» **解くべき問題**:
(a) 支払基金視察の記事で、塩崎厚労相は「支払基金業務効率化計画・工程表」をいつまでに公表するとしているか。
(b) 支払基金視察の記事を、最後の文の後から書き継げ。

::: 提示文

塩崎恭久厚生労働相は20日、政府の規制改革推進会議が審査の一元化など抜本的な見直しを求めている社会保険診療報酬支払基金を視察した。視察後の会見では支払基金の改革をデータヘルス改革の柱に位置づけ、「支払基金業務効率化計画・工程表」を今月末までに公表する方針を示した。
現職大臣が支払基金を視察したのは、2003年に民間法人化されてから初となる。塩崎厚労相は保健医療におけるICT活用の現状について、「縦割りの弊害でICTのメリットを国民が十分享受できていない」と指摘し、国民が自らの健診データなどを健康増進に活用できるようなパーソナルヘルスレコード(PHR)システムへの改革が必要と訴えた。その上で、「たくさんのデータを保有する支払基金は医療の質の向上と国民負担の軽減を可能にするデータヘルス改革の大きな柱となる。ICTとビッグデータを最大限活用した新たな役割を描くため、厚生労働省と支払基金が一体となって、支払基金改革にとどまらず保健医療政策全体の改革を加速させていきたい」と支払基金改革の重要性を改めて強調した。

::::::
::: データ一覧

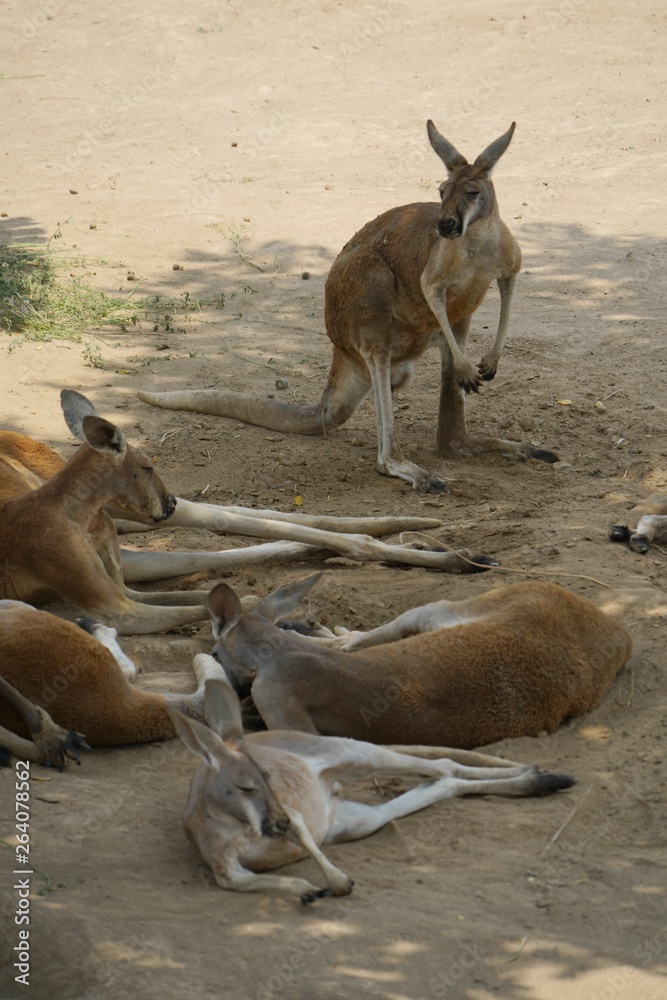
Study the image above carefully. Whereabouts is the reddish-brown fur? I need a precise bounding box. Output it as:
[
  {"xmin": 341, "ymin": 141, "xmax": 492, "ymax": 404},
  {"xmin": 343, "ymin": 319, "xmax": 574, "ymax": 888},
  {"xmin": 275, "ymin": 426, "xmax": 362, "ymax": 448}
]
[{"xmin": 0, "ymin": 608, "xmax": 176, "ymax": 747}]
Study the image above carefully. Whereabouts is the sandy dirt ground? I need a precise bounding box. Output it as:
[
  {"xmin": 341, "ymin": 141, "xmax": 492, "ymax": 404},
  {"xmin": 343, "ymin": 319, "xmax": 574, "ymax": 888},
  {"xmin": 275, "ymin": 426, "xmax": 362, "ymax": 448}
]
[{"xmin": 0, "ymin": 0, "xmax": 667, "ymax": 1000}]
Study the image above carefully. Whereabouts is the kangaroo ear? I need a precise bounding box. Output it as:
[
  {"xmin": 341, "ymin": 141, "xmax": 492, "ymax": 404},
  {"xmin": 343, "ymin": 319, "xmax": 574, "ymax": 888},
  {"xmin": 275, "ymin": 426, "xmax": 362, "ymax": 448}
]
[
  {"xmin": 475, "ymin": 122, "xmax": 516, "ymax": 176},
  {"xmin": 204, "ymin": 677, "xmax": 243, "ymax": 743},
  {"xmin": 206, "ymin": 583, "xmax": 241, "ymax": 639},
  {"xmin": 257, "ymin": 573, "xmax": 322, "ymax": 622},
  {"xmin": 426, "ymin": 118, "xmax": 468, "ymax": 174},
  {"xmin": 60, "ymin": 389, "xmax": 97, "ymax": 441},
  {"xmin": 82, "ymin": 415, "xmax": 127, "ymax": 456}
]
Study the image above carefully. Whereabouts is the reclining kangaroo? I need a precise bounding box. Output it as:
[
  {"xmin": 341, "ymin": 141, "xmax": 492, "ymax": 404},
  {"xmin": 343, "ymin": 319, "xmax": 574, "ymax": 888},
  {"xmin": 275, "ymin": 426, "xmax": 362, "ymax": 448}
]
[
  {"xmin": 171, "ymin": 679, "xmax": 574, "ymax": 903},
  {"xmin": 0, "ymin": 389, "xmax": 493, "ymax": 633},
  {"xmin": 208, "ymin": 575, "xmax": 632, "ymax": 748},
  {"xmin": 0, "ymin": 390, "xmax": 215, "ymax": 633},
  {"xmin": 0, "ymin": 600, "xmax": 220, "ymax": 767},
  {"xmin": 137, "ymin": 121, "xmax": 558, "ymax": 493}
]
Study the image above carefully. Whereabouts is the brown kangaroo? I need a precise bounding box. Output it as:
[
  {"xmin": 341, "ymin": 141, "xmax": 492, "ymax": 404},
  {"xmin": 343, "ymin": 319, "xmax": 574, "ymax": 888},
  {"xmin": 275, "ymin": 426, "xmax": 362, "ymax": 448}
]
[{"xmin": 137, "ymin": 121, "xmax": 558, "ymax": 493}]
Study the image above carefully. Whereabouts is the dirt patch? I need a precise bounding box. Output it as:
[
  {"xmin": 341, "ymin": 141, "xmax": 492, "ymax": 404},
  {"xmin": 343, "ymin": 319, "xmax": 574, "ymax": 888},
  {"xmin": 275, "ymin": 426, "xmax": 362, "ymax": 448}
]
[{"xmin": 0, "ymin": 0, "xmax": 667, "ymax": 1000}]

::::::

» **期待される結果**:
(a) 今月末まで。

(b)
塩崎厚労相は、画面審査における審査事務のデモンストレーションや審査委員・職員による審査の現場などを視察。「ICTの活用がまだ十分でないことが分かった」と感想を述べた上で、『規制改革実施計画』を受け厚労省が設置した有識者検討会報告書が作成を求めている「支払基金業務効率化計画・工程表」を今月末までに公表する方針を示した。
このほか、支払基金の支部間で審査にバラつきがある点について「診療報酬自体が幅のある解釈が可能な設定になっていることも要因。そこを明確にしていくことも考えていく必要がある」との考えを示した。